| PROMPT |
Only the lines from the one with "Where can you spot the string" onward are wanted, through the last line of the entries, set down exactly.

+ + + + + + +

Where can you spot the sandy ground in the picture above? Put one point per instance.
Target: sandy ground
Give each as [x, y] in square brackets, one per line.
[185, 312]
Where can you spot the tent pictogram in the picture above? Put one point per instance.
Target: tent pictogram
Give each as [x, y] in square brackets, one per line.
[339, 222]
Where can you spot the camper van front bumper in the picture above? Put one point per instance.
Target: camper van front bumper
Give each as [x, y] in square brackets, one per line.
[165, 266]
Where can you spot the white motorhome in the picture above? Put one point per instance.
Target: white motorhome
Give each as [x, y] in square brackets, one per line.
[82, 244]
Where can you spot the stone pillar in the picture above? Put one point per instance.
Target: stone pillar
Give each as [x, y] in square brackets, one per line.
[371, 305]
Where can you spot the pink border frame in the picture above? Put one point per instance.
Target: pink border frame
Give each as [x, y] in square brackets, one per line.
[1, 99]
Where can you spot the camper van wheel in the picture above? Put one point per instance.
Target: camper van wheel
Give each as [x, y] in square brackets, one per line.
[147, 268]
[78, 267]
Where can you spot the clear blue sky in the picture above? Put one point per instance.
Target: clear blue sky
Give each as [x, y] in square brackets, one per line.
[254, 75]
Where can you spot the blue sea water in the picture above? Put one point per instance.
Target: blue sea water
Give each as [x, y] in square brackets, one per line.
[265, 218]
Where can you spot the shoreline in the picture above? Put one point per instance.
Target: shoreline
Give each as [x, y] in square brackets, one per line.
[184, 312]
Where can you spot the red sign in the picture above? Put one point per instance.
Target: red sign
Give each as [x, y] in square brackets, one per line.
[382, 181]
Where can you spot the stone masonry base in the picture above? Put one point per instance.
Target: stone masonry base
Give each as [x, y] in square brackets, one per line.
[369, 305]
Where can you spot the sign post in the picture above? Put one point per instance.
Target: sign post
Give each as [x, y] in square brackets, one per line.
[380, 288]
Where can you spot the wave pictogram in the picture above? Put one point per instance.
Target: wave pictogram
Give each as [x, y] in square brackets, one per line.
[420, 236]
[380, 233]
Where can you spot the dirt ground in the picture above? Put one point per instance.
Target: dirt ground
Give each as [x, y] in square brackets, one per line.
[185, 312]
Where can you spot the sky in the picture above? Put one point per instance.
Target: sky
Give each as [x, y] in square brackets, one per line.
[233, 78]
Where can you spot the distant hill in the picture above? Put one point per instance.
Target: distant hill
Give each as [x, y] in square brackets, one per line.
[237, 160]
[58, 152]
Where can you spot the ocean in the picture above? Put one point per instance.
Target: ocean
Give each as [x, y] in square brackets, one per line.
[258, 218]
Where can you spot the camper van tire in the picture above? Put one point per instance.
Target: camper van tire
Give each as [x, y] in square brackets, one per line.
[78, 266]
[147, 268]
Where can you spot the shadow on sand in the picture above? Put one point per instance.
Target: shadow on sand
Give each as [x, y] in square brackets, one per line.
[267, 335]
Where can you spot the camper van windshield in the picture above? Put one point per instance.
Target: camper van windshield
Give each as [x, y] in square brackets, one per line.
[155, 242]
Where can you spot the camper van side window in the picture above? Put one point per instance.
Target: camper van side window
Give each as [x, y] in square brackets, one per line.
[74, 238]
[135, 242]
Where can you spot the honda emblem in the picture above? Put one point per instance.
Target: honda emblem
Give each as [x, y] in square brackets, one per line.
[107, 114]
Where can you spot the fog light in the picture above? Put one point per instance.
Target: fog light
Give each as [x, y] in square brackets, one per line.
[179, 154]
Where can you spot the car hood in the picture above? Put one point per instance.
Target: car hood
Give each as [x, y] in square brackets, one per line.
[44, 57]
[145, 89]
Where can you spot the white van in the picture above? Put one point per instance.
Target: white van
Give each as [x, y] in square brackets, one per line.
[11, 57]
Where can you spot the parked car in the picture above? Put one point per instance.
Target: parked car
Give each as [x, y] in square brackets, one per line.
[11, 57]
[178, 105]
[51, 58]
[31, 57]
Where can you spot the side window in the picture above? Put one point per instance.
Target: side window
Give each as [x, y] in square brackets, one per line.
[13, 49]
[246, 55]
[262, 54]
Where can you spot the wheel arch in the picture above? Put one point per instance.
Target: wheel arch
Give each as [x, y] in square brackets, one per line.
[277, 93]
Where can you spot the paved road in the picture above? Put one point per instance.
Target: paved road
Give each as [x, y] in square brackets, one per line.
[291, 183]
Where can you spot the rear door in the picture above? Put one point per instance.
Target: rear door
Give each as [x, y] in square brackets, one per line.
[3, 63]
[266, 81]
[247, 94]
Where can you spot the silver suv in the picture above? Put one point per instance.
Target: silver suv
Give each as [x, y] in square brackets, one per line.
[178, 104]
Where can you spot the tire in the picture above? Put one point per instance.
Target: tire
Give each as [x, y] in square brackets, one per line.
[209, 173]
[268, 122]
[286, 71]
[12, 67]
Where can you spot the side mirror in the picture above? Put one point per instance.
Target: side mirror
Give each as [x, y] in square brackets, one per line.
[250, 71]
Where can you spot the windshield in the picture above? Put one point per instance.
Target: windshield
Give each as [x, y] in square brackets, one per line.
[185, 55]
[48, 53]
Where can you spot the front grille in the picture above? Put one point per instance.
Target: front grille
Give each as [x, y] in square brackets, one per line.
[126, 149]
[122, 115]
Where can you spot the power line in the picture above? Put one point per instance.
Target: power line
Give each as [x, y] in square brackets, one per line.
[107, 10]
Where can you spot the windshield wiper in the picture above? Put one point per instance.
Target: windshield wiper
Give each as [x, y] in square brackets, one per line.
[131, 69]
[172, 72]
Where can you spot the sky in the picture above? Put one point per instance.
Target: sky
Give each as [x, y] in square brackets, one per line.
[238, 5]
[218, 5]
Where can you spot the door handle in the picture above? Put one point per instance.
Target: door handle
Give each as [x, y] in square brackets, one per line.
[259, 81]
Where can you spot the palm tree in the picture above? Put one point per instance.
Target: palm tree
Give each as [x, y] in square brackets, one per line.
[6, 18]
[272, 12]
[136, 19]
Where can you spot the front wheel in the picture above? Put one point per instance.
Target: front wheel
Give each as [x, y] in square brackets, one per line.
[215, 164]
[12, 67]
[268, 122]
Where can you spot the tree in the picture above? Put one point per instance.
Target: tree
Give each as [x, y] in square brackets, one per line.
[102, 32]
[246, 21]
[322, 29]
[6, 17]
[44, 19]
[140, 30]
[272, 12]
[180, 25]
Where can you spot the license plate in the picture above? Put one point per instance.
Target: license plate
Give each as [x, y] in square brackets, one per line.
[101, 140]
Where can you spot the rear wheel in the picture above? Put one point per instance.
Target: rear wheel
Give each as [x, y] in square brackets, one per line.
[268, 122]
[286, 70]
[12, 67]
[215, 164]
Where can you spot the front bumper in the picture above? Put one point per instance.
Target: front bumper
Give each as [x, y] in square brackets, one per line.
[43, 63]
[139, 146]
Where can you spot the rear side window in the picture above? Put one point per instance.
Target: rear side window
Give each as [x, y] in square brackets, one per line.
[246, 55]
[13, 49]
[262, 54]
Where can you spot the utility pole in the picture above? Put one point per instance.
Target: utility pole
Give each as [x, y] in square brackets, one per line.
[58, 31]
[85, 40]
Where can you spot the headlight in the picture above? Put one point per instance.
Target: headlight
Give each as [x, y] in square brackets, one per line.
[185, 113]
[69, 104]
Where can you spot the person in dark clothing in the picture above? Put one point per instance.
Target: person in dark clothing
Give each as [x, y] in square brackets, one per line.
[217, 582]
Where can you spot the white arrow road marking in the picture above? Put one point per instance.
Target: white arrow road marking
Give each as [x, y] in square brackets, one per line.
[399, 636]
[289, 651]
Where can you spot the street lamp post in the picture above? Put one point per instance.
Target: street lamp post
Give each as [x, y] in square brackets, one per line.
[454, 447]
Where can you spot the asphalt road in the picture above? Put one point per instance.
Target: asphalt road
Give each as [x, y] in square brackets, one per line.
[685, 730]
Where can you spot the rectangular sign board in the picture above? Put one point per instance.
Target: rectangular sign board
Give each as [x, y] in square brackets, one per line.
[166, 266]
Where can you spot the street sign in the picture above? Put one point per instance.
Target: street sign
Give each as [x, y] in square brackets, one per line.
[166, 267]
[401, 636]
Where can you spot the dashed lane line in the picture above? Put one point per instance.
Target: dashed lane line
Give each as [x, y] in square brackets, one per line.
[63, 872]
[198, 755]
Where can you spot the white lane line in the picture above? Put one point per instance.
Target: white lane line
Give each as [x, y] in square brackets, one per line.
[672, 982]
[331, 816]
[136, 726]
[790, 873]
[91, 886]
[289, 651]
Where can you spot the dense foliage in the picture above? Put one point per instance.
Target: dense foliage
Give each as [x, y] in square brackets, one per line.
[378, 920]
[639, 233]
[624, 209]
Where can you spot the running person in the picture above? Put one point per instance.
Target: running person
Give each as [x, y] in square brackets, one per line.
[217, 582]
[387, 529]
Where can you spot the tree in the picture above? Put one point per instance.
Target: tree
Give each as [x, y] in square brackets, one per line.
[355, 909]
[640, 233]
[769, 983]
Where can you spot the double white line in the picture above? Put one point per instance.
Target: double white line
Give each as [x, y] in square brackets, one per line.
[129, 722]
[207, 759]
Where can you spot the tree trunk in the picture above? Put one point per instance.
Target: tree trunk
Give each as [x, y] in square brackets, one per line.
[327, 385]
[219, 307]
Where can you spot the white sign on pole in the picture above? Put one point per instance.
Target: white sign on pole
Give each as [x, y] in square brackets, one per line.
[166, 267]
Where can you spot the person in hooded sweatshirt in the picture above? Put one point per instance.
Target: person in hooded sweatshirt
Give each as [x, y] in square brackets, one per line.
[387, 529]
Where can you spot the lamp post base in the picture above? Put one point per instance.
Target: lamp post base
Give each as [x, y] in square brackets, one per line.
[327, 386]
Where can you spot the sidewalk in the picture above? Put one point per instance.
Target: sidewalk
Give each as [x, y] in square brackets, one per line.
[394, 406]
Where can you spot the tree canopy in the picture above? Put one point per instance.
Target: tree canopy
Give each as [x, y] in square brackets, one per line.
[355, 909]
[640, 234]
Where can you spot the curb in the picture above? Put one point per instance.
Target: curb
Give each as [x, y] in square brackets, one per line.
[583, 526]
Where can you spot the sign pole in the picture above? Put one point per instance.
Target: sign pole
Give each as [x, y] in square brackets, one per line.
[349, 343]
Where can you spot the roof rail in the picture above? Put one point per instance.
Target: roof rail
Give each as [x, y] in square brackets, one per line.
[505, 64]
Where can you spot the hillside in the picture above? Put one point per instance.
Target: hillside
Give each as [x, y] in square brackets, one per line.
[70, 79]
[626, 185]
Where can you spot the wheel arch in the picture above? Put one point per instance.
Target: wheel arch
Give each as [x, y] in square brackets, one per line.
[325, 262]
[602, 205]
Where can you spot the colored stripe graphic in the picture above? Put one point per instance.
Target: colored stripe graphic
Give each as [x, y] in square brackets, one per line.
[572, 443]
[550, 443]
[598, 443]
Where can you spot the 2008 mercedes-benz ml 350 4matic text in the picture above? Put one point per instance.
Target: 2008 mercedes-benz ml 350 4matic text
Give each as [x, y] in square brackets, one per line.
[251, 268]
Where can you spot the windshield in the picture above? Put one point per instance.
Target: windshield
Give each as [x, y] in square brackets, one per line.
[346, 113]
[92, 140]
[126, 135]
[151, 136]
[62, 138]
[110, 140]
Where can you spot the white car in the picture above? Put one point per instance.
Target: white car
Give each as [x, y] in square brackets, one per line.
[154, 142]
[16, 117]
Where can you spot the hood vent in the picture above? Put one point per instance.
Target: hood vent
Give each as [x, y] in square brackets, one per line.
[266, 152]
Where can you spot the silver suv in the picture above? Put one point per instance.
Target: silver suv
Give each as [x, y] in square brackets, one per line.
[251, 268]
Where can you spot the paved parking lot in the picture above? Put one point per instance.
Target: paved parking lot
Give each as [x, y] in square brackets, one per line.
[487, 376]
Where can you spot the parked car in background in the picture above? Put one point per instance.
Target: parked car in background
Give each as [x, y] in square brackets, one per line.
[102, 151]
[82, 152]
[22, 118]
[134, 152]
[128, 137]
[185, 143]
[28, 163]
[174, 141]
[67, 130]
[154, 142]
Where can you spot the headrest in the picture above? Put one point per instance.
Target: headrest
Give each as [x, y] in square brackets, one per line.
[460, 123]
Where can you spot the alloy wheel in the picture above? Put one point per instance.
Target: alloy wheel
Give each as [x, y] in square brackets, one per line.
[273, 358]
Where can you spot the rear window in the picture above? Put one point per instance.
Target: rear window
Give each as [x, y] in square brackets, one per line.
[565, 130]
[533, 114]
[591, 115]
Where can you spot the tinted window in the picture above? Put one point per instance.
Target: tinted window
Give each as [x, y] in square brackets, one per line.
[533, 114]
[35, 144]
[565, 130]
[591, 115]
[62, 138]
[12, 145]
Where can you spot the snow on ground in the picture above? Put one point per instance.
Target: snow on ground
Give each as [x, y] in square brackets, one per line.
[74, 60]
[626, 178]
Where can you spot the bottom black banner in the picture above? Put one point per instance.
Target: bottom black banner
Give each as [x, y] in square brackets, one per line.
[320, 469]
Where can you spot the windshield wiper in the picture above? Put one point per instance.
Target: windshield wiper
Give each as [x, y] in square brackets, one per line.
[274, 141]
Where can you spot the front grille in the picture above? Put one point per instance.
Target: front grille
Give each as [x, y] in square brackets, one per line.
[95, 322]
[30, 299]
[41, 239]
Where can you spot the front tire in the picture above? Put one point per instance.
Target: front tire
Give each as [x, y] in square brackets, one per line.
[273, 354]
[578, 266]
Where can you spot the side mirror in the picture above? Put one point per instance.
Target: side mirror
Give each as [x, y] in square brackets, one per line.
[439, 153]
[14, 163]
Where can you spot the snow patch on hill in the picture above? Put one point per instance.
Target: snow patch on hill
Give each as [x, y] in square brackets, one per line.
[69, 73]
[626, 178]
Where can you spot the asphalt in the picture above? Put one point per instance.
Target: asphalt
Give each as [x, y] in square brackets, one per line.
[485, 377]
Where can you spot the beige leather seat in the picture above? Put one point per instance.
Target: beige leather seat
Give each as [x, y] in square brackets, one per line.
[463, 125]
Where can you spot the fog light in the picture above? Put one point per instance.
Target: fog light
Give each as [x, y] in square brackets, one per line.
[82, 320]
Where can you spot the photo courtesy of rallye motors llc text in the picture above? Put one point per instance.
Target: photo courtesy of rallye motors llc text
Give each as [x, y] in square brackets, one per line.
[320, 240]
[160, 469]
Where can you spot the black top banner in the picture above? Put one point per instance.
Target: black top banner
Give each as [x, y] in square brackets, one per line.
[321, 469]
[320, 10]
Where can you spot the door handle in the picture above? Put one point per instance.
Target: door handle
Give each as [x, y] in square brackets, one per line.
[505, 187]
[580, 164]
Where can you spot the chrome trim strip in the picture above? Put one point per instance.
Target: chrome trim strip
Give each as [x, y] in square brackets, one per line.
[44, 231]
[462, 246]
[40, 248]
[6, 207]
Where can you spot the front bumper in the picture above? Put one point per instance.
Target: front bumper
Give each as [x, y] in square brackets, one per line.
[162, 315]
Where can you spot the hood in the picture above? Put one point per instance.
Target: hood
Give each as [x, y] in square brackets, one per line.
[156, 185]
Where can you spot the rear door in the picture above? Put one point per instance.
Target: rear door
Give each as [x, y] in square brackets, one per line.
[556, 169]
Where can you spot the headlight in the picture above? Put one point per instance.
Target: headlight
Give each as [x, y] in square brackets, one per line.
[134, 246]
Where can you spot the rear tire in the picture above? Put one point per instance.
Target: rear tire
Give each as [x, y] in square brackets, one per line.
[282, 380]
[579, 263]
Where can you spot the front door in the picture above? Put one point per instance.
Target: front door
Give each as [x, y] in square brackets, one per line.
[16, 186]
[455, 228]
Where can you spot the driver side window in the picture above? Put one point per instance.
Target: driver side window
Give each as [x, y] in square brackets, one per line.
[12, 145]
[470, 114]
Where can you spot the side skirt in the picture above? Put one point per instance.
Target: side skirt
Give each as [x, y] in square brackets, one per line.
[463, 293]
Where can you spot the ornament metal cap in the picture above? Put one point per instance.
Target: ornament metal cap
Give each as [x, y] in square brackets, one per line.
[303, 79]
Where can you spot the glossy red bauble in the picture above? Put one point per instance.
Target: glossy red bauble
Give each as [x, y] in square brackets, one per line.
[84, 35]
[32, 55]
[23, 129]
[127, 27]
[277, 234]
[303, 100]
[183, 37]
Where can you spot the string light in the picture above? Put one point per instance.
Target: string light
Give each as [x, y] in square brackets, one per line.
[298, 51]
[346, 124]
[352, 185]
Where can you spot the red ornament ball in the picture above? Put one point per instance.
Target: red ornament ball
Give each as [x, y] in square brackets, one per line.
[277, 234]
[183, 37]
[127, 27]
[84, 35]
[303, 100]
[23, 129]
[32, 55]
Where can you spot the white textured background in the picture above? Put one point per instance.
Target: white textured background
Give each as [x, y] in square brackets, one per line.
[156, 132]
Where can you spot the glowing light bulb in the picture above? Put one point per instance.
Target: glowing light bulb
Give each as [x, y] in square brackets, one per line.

+ + + + + + +

| THE COMPLETED TASK |
Where can you spot the string light in the picture above? Put one point per instance.
Target: string light
Give each as [x, y] in square brackets, one per line.
[298, 51]
[346, 124]
[352, 185]
Where can you spot the red ornament ball in the picture above? Put one point per instance.
Target: red ornament ball
Give each as [x, y] in square brackets, one per line.
[277, 234]
[183, 37]
[127, 27]
[84, 35]
[303, 100]
[23, 129]
[32, 55]
Where can you spot the white textured background in the picture above? Put one point per instance.
Target: white textured background
Give each as [x, y] in square brackets, one per line.
[156, 132]
Where can you spot the glowing light bulb in the picture above? Put one point per instance.
Target: glowing light bulb
Give each as [x, y] in square brackets, one per line.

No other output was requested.